Dataset entries
===============
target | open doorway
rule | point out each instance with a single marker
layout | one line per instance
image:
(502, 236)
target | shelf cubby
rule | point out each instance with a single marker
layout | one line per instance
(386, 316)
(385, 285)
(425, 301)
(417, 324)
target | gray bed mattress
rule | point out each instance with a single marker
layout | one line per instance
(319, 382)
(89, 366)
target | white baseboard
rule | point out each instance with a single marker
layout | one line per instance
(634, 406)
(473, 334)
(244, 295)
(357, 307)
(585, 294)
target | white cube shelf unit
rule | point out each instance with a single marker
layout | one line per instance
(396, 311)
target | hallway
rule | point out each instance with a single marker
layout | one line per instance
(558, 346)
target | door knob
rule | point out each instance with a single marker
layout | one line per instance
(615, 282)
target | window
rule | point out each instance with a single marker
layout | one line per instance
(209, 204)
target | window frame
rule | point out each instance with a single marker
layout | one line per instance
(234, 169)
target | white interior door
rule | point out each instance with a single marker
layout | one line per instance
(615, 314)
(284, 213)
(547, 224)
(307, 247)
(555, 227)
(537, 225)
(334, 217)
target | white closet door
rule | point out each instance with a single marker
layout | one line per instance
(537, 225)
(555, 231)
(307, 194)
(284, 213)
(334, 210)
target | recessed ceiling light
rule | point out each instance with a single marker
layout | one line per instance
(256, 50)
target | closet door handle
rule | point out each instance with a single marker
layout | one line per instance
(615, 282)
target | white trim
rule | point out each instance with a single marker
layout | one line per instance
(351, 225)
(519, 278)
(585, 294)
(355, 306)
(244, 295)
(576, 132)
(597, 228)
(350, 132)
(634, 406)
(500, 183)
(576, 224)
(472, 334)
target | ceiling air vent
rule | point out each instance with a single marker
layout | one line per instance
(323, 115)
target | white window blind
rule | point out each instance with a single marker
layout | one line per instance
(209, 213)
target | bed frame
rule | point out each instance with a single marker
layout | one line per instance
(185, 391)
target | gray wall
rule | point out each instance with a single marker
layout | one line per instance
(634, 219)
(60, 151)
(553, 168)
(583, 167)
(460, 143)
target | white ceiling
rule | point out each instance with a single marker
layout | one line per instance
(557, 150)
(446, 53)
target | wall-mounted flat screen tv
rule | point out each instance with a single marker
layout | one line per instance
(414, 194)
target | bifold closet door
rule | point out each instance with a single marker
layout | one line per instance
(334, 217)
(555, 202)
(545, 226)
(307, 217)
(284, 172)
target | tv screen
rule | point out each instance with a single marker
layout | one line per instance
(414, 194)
===============
Exercise description
Copy out every one of the lines above word for word, with nothing changed.

Output of the exercise
target | open doorway
rule | point out each instance with a single marker
layout | one line per instance
image:
(502, 236)
target | shelf cubby
rule | point out each instance with a single marker
layout | one line per instance
(386, 316)
(385, 285)
(425, 301)
(417, 324)
target | gray bed mattress
rule | point out each instance with a single marker
layout | one line per instance
(319, 382)
(89, 366)
target | white baseboard
rule | point out each instance with a single marker
layout | one line per instance
(634, 406)
(473, 334)
(244, 295)
(357, 307)
(585, 294)
target | white cube shelf unit
rule | point out each instance with a single marker
layout | one line per instance
(396, 311)
target | hallway
rule | point out each instance with a single marker
layout | one line per instance
(558, 346)
target | door knob
rule | point out each instance with a single marker
layout | one line per instance
(615, 282)
target | window
rule | point out each instance with a single marker
layout | one line per instance
(209, 204)
target | window frame
rule | point out each instance with a single marker
layout | one line per instance
(234, 169)
target | white interior door
rule | point out each instance with a single marker
layout | one line per instance
(615, 314)
(284, 213)
(547, 224)
(307, 247)
(555, 227)
(537, 225)
(334, 217)
target | white closet door
rule | point out each instance with a single marker
layout | one line per instance
(537, 225)
(555, 231)
(307, 194)
(284, 213)
(334, 210)
target | recessed ceiling light
rule | point out each instance with a single marker
layout | one line per instance
(256, 50)
target | closet door handle
rule | point out each instance with a single marker
layout | one line per instance
(615, 282)
target | white trim
rule | point out each instance with a single marker
layout | one line per instance
(351, 225)
(519, 278)
(585, 294)
(355, 306)
(244, 295)
(576, 132)
(597, 228)
(350, 132)
(634, 406)
(500, 183)
(576, 224)
(472, 334)
target | ceiling air vent
rule | point out each instance with a single marker
layout | one line per instance
(323, 115)
target | white window blind
rule | point out each instance with a single marker
layout | one line per instance
(209, 213)
target | bed frame
rule | point out each instance with a single marker
layout | one line per instance
(185, 391)
target | gray wall
rule | point out each instance with a single marker
layout | one line per instance
(634, 219)
(60, 151)
(553, 168)
(583, 167)
(460, 143)
target | white ceiling
rule | point out each instance with a single marker
layout | one line per instance
(557, 150)
(446, 53)
target | wall-mounted flat screen tv
rule | point out each instance with a single marker
layout | one line per instance
(414, 194)
target | bifold closet door
rule | point out each instance with a single marker
layout | one line per instance
(334, 217)
(555, 202)
(545, 226)
(307, 217)
(284, 172)
target | tv screen
rule | point out each instance with a single marker
layout | one line per instance
(414, 194)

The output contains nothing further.